[REQUIRED ACTION]
Find and copy each line in the material below where the string "draw" occurs.

[Start of Attachment]

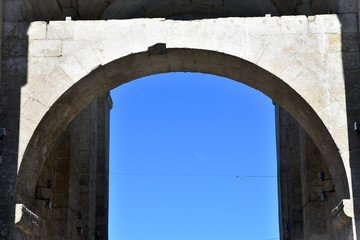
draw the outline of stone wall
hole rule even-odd
[[[337,225],[334,184],[318,148],[279,105],[276,129],[281,239],[353,239],[350,218]]]
[[[41,4],[0,1],[0,128],[7,130],[7,136],[0,140],[0,239],[76,239],[78,228],[83,238],[99,235],[99,239],[106,239],[109,99],[95,100],[68,124],[106,90],[143,75],[175,70],[209,72],[243,81],[281,103],[302,124],[299,127],[287,113],[278,110],[284,239],[356,239],[356,234],[360,235],[360,138],[353,128],[354,121],[360,119],[356,7],[360,1],[272,1],[280,14],[331,11],[337,15],[190,22],[38,22],[33,24],[37,27],[28,29],[28,19],[34,16],[40,16],[39,20],[68,15],[98,19],[105,7],[97,8],[96,2],[101,3],[92,1],[88,12],[81,5],[84,12],[79,14],[79,9],[66,1],[60,1],[60,5],[55,0]],[[191,8],[178,4],[181,1],[173,1],[177,7],[169,13],[162,2],[150,4],[145,11],[131,6],[128,15],[118,13],[116,7],[110,10],[117,18],[132,18],[139,13],[171,18],[175,13],[191,12]],[[201,1],[196,2],[201,6]],[[39,8],[34,3],[40,4]],[[228,16],[228,6],[215,4],[209,12]],[[247,7],[246,14],[259,15],[254,5]],[[39,9],[42,12],[36,12]],[[147,12],[149,9],[153,11]],[[92,15],[93,10],[100,13]],[[240,10],[236,10],[237,16]],[[46,19],[41,17],[44,13],[48,14]],[[200,16],[195,15],[190,18]],[[193,33],[198,34],[196,41]],[[173,49],[160,49],[155,55],[146,51],[159,42]],[[127,55],[130,57],[117,60]],[[97,71],[93,71],[95,68]],[[71,86],[77,81],[80,87],[74,90]],[[106,89],[104,84],[108,84]],[[63,93],[68,89],[73,95],[66,98]],[[101,94],[96,92],[98,89]],[[87,104],[77,98],[79,93],[86,93]],[[58,104],[58,99],[66,101]],[[45,114],[47,110],[55,115],[52,121],[46,121],[47,116],[53,116]],[[22,165],[26,147],[30,149],[25,158],[28,162]],[[331,180],[321,181],[319,171]],[[35,199],[36,186],[46,186],[47,179],[52,179],[52,187],[38,191],[52,201],[50,209],[45,208],[44,200]],[[319,201],[319,194],[333,188],[336,192],[329,192],[327,201]],[[350,223],[349,217],[355,220]]]
[[[14,239],[15,185],[19,142],[20,88],[27,81],[28,23],[19,0],[3,0],[1,10],[0,126],[7,136],[0,140],[0,238]]]
[[[39,228],[32,236],[17,228],[15,239],[107,239],[111,106],[108,94],[96,99],[61,134],[27,206]]]

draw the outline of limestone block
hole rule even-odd
[[[230,22],[226,22],[224,24],[225,25],[229,24],[231,26]],[[246,48],[246,44],[247,44],[247,42],[245,41],[246,33],[239,32],[238,34],[234,35],[232,33],[238,31],[238,29],[233,28],[233,27],[234,26],[232,26],[231,29],[229,29],[229,31],[223,32],[223,30],[222,30],[223,27],[221,24],[214,25],[212,29],[215,31],[216,34],[214,34],[212,37],[209,38],[210,45],[207,45],[207,46],[211,46],[210,49],[213,49],[214,51],[220,51],[220,52],[224,52],[224,53],[229,53],[231,55],[237,55],[239,57],[243,57],[242,55],[243,55],[244,49]],[[198,26],[197,29],[194,29],[193,31],[199,32],[200,29],[201,29],[201,27]],[[239,29],[241,29],[241,28],[239,28]],[[208,29],[207,35],[210,35],[209,32],[210,32],[210,29]],[[194,39],[189,38],[188,41],[194,42]],[[198,47],[194,47],[194,48],[204,49],[203,41],[201,41],[199,39],[196,41],[196,43],[198,44]],[[192,43],[192,44],[194,44],[194,43]],[[227,45],[233,46],[232,53],[229,52],[229,48]]]
[[[341,34],[332,33],[329,34],[329,51],[340,52],[341,51]]]
[[[152,21],[154,23],[154,25],[156,25],[156,23],[158,22],[158,20],[153,20]],[[160,22],[159,22],[160,23]],[[152,25],[152,24],[150,24]],[[135,21],[132,22],[132,24],[130,24],[130,22],[128,20],[125,21],[107,21],[106,24],[104,25],[104,27],[106,28],[106,32],[107,33],[111,33],[112,36],[116,36],[119,39],[121,39],[121,41],[130,41],[132,43],[132,45],[142,45],[141,43],[144,42],[144,39],[146,37],[146,28],[147,28],[148,24],[144,24],[144,22],[141,21]],[[158,37],[160,38],[164,38],[164,34],[163,31],[164,29],[167,29],[166,26],[163,25],[163,27],[161,28],[157,28],[156,30],[154,29],[154,34],[158,35]],[[117,33],[118,35],[116,35],[115,33]],[[127,36],[133,36],[131,37],[131,39],[128,39]],[[102,36],[104,37],[104,36]]]
[[[46,39],[46,22],[32,22],[27,35],[30,40]]]
[[[347,152],[349,149],[348,125],[345,123],[343,126],[334,129],[333,137],[336,139],[340,154]]]
[[[92,70],[96,69],[101,65],[100,60],[97,58],[95,52],[92,48],[84,48],[81,51],[75,53],[75,57],[84,67],[87,73],[90,73]]]
[[[48,73],[50,73],[55,66],[59,63],[60,58],[54,57],[29,57],[28,58],[28,82],[31,82],[31,85],[37,85],[34,82],[34,78],[42,77],[44,78]],[[28,87],[27,85],[25,87]]]
[[[279,17],[247,18],[245,20],[248,34],[280,34],[281,24]]]
[[[80,51],[84,48],[91,48],[90,41],[74,41],[74,40],[64,40],[61,45],[61,55],[66,57],[74,54],[74,49]]]
[[[313,91],[305,96],[305,99],[315,111],[324,109],[329,102],[327,89],[324,86],[314,88]]]
[[[144,19],[141,18],[134,18],[134,19],[123,19],[121,21],[119,20],[107,20],[106,24],[103,25],[104,30],[106,32],[119,32],[124,31],[125,28],[133,27],[133,26],[141,26],[145,27],[147,23],[149,22],[164,22],[164,18],[153,18],[153,19],[147,19],[146,22],[144,22]]]
[[[304,68],[303,64],[296,59],[291,60],[291,64],[293,64],[292,66],[295,66],[294,68],[300,68],[301,70],[295,71],[294,68],[290,68],[284,71],[284,73],[287,74],[288,78],[286,79],[289,79],[289,85],[293,89],[296,89],[301,96],[304,97],[314,89],[320,87],[319,82],[315,81],[318,77],[316,72],[311,71],[311,69]],[[291,77],[291,69],[294,70],[295,74],[298,74],[294,74],[294,76]],[[306,84],[304,84],[305,82]]]
[[[37,127],[36,122],[32,121],[31,119],[22,117],[20,121],[19,131],[21,132],[21,138],[19,139],[19,157],[22,161],[22,157],[24,151],[29,143],[29,139],[33,134],[34,129]],[[21,166],[21,161],[18,162],[18,170]]]
[[[328,106],[318,111],[318,115],[326,126],[329,132],[333,135],[334,130],[347,123],[345,103],[332,102]],[[334,116],[337,116],[334,118]],[[334,139],[337,145],[341,145],[340,139]]]
[[[105,65],[119,57],[137,52],[135,49],[146,51],[147,47],[134,46],[130,39],[122,37],[123,33],[107,33],[101,42],[96,44],[95,54],[102,65]]]
[[[68,56],[63,58],[59,64],[59,67],[74,82],[78,81],[88,73],[75,56]]]
[[[106,21],[74,22],[74,40],[95,40],[103,35]]]
[[[61,40],[30,40],[29,55],[34,57],[58,57],[61,55]]]
[[[322,38],[325,38],[325,42]],[[292,42],[294,47],[294,52],[298,53],[315,53],[312,54],[313,58],[318,55],[326,53],[328,50],[328,44],[326,35],[320,34],[299,34],[294,36],[294,40]]]
[[[296,52],[295,58],[301,63],[301,65],[313,72],[319,81],[328,79],[327,68],[326,68],[326,55],[312,52]]]
[[[72,86],[72,80],[62,69],[56,67],[46,78],[34,89],[32,98],[50,107],[58,97]],[[46,89],[46,91],[44,91]]]
[[[287,16],[280,18],[282,34],[307,34],[308,20],[305,16]]]
[[[45,90],[45,89],[44,89]],[[39,123],[49,108],[34,98],[29,98],[21,107],[22,117]]]
[[[341,52],[333,52],[326,55],[326,72],[332,76],[343,75],[343,59]]]
[[[52,21],[48,24],[47,39],[72,39],[74,21]]]
[[[268,44],[264,40],[254,37],[251,34],[245,35],[245,41],[246,48],[244,50],[244,58],[250,62],[258,63]],[[257,51],[253,51],[252,49],[257,49]]]
[[[309,16],[308,31],[312,34],[340,33],[341,23],[335,14]]]
[[[45,77],[53,71],[56,64],[58,63],[57,58],[46,58],[46,57],[35,57],[29,58],[29,69],[27,84],[21,88],[21,101],[24,104],[24,96],[30,96],[34,92],[39,84],[45,79]]]
[[[27,235],[34,235],[39,231],[39,217],[22,204],[15,207],[15,227]]]
[[[164,25],[163,22],[155,21],[152,24],[143,24],[143,27],[139,29],[139,33],[143,34],[142,38],[146,39],[146,44],[148,46],[152,46],[159,42],[173,42],[173,37],[175,37],[176,35],[171,35],[168,33],[172,30],[176,31],[176,29],[178,31],[181,31],[181,26],[176,23],[171,23],[170,25],[167,25],[165,27],[162,27],[162,25]],[[178,28],[174,25],[176,25]]]

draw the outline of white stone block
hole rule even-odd
[[[307,34],[308,19],[305,16],[286,16],[280,18],[281,33]]]
[[[53,21],[48,24],[48,39],[72,39],[74,37],[74,21]]]
[[[63,57],[73,55],[74,50],[80,51],[84,48],[91,48],[90,41],[64,40],[61,43],[61,55]]]
[[[30,40],[29,55],[34,57],[58,57],[61,55],[61,40]]]
[[[93,41],[106,31],[106,21],[75,21],[74,40]]]
[[[46,38],[46,22],[32,22],[27,32],[29,39],[45,39]]]
[[[57,67],[34,89],[31,97],[45,106],[51,107],[72,84],[73,82],[69,76]]]
[[[318,15],[316,18],[320,21],[321,32],[340,33],[341,23],[337,15]]]
[[[245,19],[246,32],[248,34],[280,34],[281,24],[279,17],[271,18],[246,18]]]
[[[97,58],[92,48],[85,48],[75,53],[75,57],[87,73],[90,73],[101,65],[100,60]]]
[[[75,56],[68,56],[61,60],[59,67],[70,77],[74,82],[79,81],[83,78],[88,72],[84,67],[79,63]]]
[[[46,89],[44,89],[46,91]],[[48,111],[48,107],[36,99],[29,98],[23,106],[21,106],[21,117],[31,119],[32,122],[38,124]]]

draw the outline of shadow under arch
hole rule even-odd
[[[319,148],[332,176],[337,200],[349,198],[345,168],[331,134],[294,89],[241,58],[209,50],[174,48],[162,54],[133,53],[99,66],[59,97],[44,115],[25,150],[17,178],[17,203],[31,205],[36,182],[53,145],[69,122],[88,104],[124,83],[168,72],[200,72],[226,77],[276,101],[302,125]]]

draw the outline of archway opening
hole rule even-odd
[[[334,189],[332,188],[333,186],[330,186],[326,191],[332,193],[331,196],[336,202],[348,198],[347,179],[336,145],[317,113],[295,89],[291,88],[286,82],[276,77],[274,74],[264,70],[256,64],[238,57],[208,50],[166,50],[165,53],[156,55],[151,55],[149,52],[130,54],[104,66],[99,66],[87,76],[78,79],[74,85],[69,87],[56,99],[56,102],[51,108],[44,112],[41,122],[37,125],[36,129],[34,129],[34,133],[32,134],[29,143],[26,145],[27,147],[23,155],[17,181],[17,201],[19,203],[35,206],[33,209],[37,209],[36,213],[42,211],[40,209],[40,206],[42,206],[39,204],[40,201],[34,199],[35,186],[40,184],[39,180],[41,180],[41,184],[46,182],[46,178],[43,177],[41,173],[41,168],[46,165],[45,162],[48,160],[48,157],[51,156],[52,149],[56,146],[56,141],[66,128],[66,125],[74,119],[77,114],[84,109],[88,111],[88,113],[93,114],[94,112],[91,111],[94,106],[93,103],[95,103],[95,105],[97,104],[97,98],[117,86],[144,76],[168,72],[202,72],[228,77],[229,79],[242,82],[254,89],[260,90],[265,95],[275,100],[304,127],[302,130],[304,133],[303,135],[311,140],[309,142],[305,141],[304,143],[309,143],[309,149],[314,149],[316,156],[318,156],[317,159],[324,160],[323,165],[328,167],[328,175],[332,177],[331,182],[334,182]],[[92,101],[93,103],[91,103]],[[92,106],[86,108],[90,103]],[[87,113],[83,120],[91,125],[91,119],[86,117],[86,115]],[[96,113],[93,115],[96,115]],[[78,129],[77,126],[81,127],[82,122],[77,122],[77,125],[74,128],[75,130]],[[96,126],[91,125],[91,127],[96,130]],[[93,134],[88,131],[88,129],[83,130],[86,136],[89,135],[90,139],[95,139],[96,133]],[[306,135],[304,130],[309,136]],[[70,131],[71,134],[76,132],[77,130],[74,132]],[[83,144],[85,146],[83,146]],[[91,156],[94,156],[96,153],[91,150],[91,146],[94,144],[96,144],[96,141],[80,141],[79,147],[84,148],[83,150],[87,151]],[[314,144],[316,144],[319,149],[315,147]],[[289,146],[288,144],[285,145]],[[81,159],[80,157],[81,156],[76,159]],[[80,168],[77,168],[77,170],[78,169]],[[85,164],[84,168],[81,169],[89,170],[89,165]],[[90,170],[93,171],[94,169]],[[76,176],[75,174],[69,174],[69,172],[68,175],[70,177]],[[86,175],[92,176],[88,173]],[[313,176],[317,176],[317,172]],[[88,180],[91,180],[91,184],[94,184],[94,179],[90,178]],[[309,181],[307,182],[310,182],[311,179],[308,180]],[[87,184],[88,182],[85,181],[83,183]],[[86,189],[88,188],[85,187],[85,190]],[[314,196],[317,200],[315,203],[318,203],[319,196],[322,194],[322,189],[317,186],[314,189],[319,191],[312,195],[309,194],[309,196]],[[91,190],[94,190],[94,188]],[[333,190],[335,190],[335,193]],[[69,198],[69,200],[71,199]],[[93,204],[95,200],[93,198],[92,200],[91,203]],[[331,204],[328,204],[328,208],[330,209],[336,202],[332,201]],[[302,206],[303,205],[300,207]],[[306,204],[304,206],[309,205]],[[314,204],[313,207],[316,208],[317,205]],[[76,214],[77,210],[74,209],[69,210],[69,213],[73,215],[73,217],[76,216],[74,213]],[[329,209],[326,210],[328,215],[330,214],[330,211],[328,211]],[[293,209],[288,210],[292,211]],[[303,210],[299,208],[297,213],[302,213],[302,211]],[[306,209],[304,209],[304,213],[305,211]],[[314,211],[312,212],[314,213]],[[308,219],[312,219],[310,215],[307,215],[307,217]],[[330,219],[330,217],[327,219]],[[85,220],[81,220],[81,222],[85,222]],[[304,224],[305,223],[310,223],[309,226],[312,226],[311,221],[308,221],[307,219],[304,220]],[[290,231],[291,229],[295,231],[296,229],[292,227],[293,225],[299,229],[305,229],[301,222],[294,221],[290,221],[289,223],[283,222],[282,228],[287,231]],[[330,221],[327,221],[325,225],[330,228]],[[85,223],[84,226],[86,226]],[[72,228],[73,225],[69,225],[69,227],[72,231],[76,231],[76,229],[74,230],[74,228]],[[57,230],[61,233],[63,232],[62,229]],[[86,231],[88,231],[88,234],[96,234],[95,230],[90,229],[89,227],[87,227]],[[74,234],[76,234],[76,232]]]
[[[270,98],[199,73],[111,95],[110,239],[279,239]]]

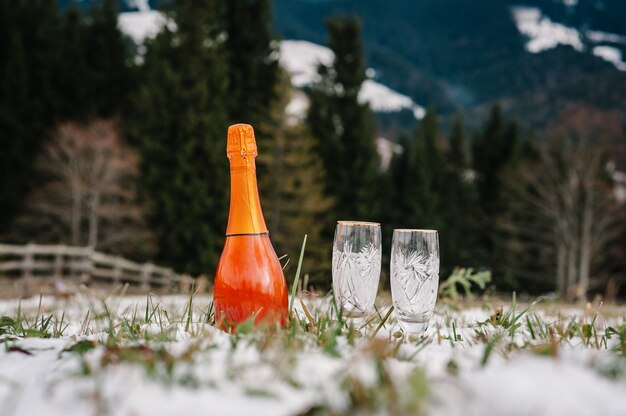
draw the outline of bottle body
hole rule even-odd
[[[226,153],[230,212],[213,288],[216,321],[224,329],[252,316],[255,323],[286,325],[287,285],[261,211],[256,141],[250,125],[229,127]]]
[[[214,285],[215,317],[222,326],[287,323],[287,286],[267,233],[226,237]]]

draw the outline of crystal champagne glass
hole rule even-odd
[[[428,328],[439,285],[436,230],[394,230],[391,243],[391,297],[400,326],[408,334]]]
[[[380,224],[337,221],[333,242],[333,290],[345,317],[360,323],[372,312],[380,264]]]

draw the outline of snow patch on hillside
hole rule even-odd
[[[291,75],[291,84],[302,88],[319,80],[317,67],[332,65],[333,52],[321,45],[304,40],[280,42],[280,64]]]
[[[511,8],[517,29],[529,38],[526,50],[538,53],[558,45],[569,45],[577,51],[583,50],[583,42],[578,30],[553,22],[543,16],[536,7]]]
[[[624,60],[622,59],[622,51],[620,51],[619,49],[614,48],[613,46],[602,45],[593,48],[592,53],[595,56],[612,63],[613,65],[615,65],[615,68],[619,69],[620,71],[626,71],[626,62],[624,62]]]
[[[402,154],[404,149],[401,145],[389,139],[379,137],[376,139],[376,150],[380,156],[380,169],[386,171],[391,165],[391,159],[393,159],[395,155]]]
[[[140,12],[147,12],[150,10],[150,3],[148,0],[128,0],[128,5],[136,8]]]
[[[117,22],[120,30],[138,45],[145,39],[154,38],[167,24],[167,18],[156,10],[120,13]]]
[[[567,6],[575,6],[578,3],[577,1],[564,2]],[[583,37],[578,30],[551,21],[542,14],[540,9],[516,6],[511,8],[511,12],[517,29],[529,38],[526,43],[528,52],[538,53],[558,45],[569,45],[578,52],[589,51],[585,49]],[[622,57],[622,52],[614,46],[601,45],[601,43],[626,44],[626,36],[599,30],[585,30],[582,33],[588,44],[597,45],[590,50],[591,54],[612,63],[620,71],[626,71],[626,62]]]
[[[306,114],[309,111],[309,98],[304,92],[298,89],[291,91],[291,97],[287,107],[285,107],[285,114],[287,115],[287,124],[295,126],[303,123],[306,118]]]
[[[145,10],[145,7],[149,7],[147,3],[136,1],[135,5],[140,11],[120,13],[118,23],[122,32],[141,45],[145,39],[155,37],[163,26],[170,23],[161,12]],[[296,88],[303,88],[316,82],[319,79],[318,66],[332,65],[334,59],[333,52],[325,46],[303,40],[280,42],[280,63],[290,74],[291,83]],[[369,68],[366,73],[368,76],[374,76],[376,71]],[[308,103],[304,100],[306,97],[298,96],[296,102],[287,106],[287,114],[302,118],[303,112],[308,108]],[[418,120],[425,114],[424,108],[413,102],[410,97],[372,79],[363,83],[359,101],[369,103],[372,110],[382,113],[409,110]]]
[[[280,43],[280,63],[291,75],[294,87],[303,88],[319,80],[318,66],[332,65],[333,52],[325,47],[303,40],[284,40]],[[368,74],[375,74],[368,71]],[[368,79],[363,83],[359,92],[359,101],[369,103],[372,110],[390,113],[409,110],[416,119],[424,117],[425,110],[416,104],[410,97],[400,94],[391,88]],[[303,108],[301,105],[298,108]]]
[[[601,32],[599,30],[587,30],[585,36],[592,42],[612,42],[626,44],[626,36],[617,33]]]
[[[359,100],[370,103],[372,110],[381,113],[392,113],[406,109],[411,110],[413,116],[418,120],[426,114],[424,107],[415,104],[410,97],[371,79],[363,83],[359,92]]]

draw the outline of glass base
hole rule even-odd
[[[369,313],[363,313],[363,312],[344,313],[343,319],[344,321],[346,321],[348,325],[352,324],[355,329],[359,329],[361,328],[361,326],[363,326],[367,322],[367,319],[369,318],[369,316],[370,316]]]
[[[400,326],[408,335],[420,335],[428,329],[428,321],[423,320],[400,320]]]

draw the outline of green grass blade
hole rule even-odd
[[[289,313],[293,312],[293,301],[296,298],[296,290],[298,290],[298,283],[300,282],[300,270],[302,269],[302,260],[304,259],[304,248],[306,247],[307,234],[304,235],[302,240],[302,248],[300,249],[300,258],[298,259],[298,268],[296,269],[296,277],[293,279],[293,286],[291,287],[291,299],[289,299]]]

[End of Attachment]

[WRITTEN ANSWER]
draw the outline of stone wall
draw the outline of limestone block
draw the outline of white stone block
draw the outline of shadow under arch
draw the outline of archway opening
draw the outline of bottle body
draw the outline of crystal champagne glass
draw the outline of snow patch on hillside
draw the outline of glass base
draw the outline of green grass blade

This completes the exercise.